Texte de la page:
┌──

Utilisation d’un géoradar au cimetière familial Henson en 2011.

Photo : Utilisation d’un géoradar au cimetière familial Henson en 2011.

Par

Dena Doroszenko

Le patrimoine Noir, L'archéologie

Published Date: nov. 10, 2011

Nous sommes nombreux à avoir oublié l’immense influence du roman de Harriet Beecher Stowe, La Case de l’oncle Tom, à l’époque de sa publication, en 1852. L’ouvrage a servi de catalyseur en prônant un changement positif et radical, et en incitant la société à rejeter l’esclavage, aux États-Unis et partout dans le monde. Peu après la parution de son roman, Harriet Stowe a reconnu que celui-ci tirait son inspiration des mémoires de Josiah Henson, qui avaient été publiées quelques années auparavant, en 1849.

Josiah Henson, célèbre abolitionniste et prédicateur, a été l’un des conducteurs les plus connus du chemin de fer clandestin, ainsi que l’un des fondateurs de l’établissement Dawn, à Dresden, en Ontario. Le site historique de la Case de l’oncle Tom, qui est situé au cœur de l’établissement Dawn, est détenu et géré par la Fiducie du patrimoine ontarien. Deux cimetières historiques jouxtent la propriété : l’un est le cimetière du British American Institute, l’autre celui de la famille Henson. La dernière demeure de Josiah Henson se situe au cœur du cimetière familial Henson, au sein duquel on continue aujourd’hui d’inhumer les descendants de cette famille. Toutefois, des registres ont été égarés au fil des ans, ce qui explique qu’il est aujourd’hui difficile d’identifier l’emplacement de chaque sépulture. Bien que de nombreuses pierres tombales soient visibles dans les deux cimetières, elles ne marquent pas toujours précisément l’emplacement d’une tombe.

└──

Lignes de données
┌──

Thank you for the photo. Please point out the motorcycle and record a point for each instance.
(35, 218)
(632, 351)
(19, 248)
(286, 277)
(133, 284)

└──

Actions demandées:
1: Reformulez sous forme de liste le paragraphe du texte de la page qui commence par « Josiah Henson, célèbre abolitionniste ». Conservez-en les faits principaux.
2: D'après le texte de la page, en quelle année les mémoires de Josiah Henson ont-elles été publiées ?
Les entrées ne sont pas nécessaires pour ce travail.

Réponses complètes:
1:
- Josiah Henson était un abolitionniste et prédicateur célèbre. Il fut l'un des conducteurs les plus connus du chemin de fer clandestin et l'un des fondateurs de l'établissement Dawn, à Dresden, en Ontario.
- Le site historique de la Case de l'oncle Tom se trouve au cœur de l'établissement Dawn. Il est détenu et géré par la Fiducie du patrimoine ontarien.
- Deux cimetières historiques jouxtent la propriété : celui du British American Institute et celui de la famille Henson.
- Josiah Henson repose au cœur du cimetière familial Henson, où l'on inhume encore aujourd'hui les descendants de la famille.
- Des registres égarés au fil des ans rendent difficile l'identification de l'emplacement de chaque sépulture.
- Les nombreuses pierres tombales visibles dans les deux cimetières ne marquent pas toujours précisément l'emplacement d'une tombe.

2: En 1849.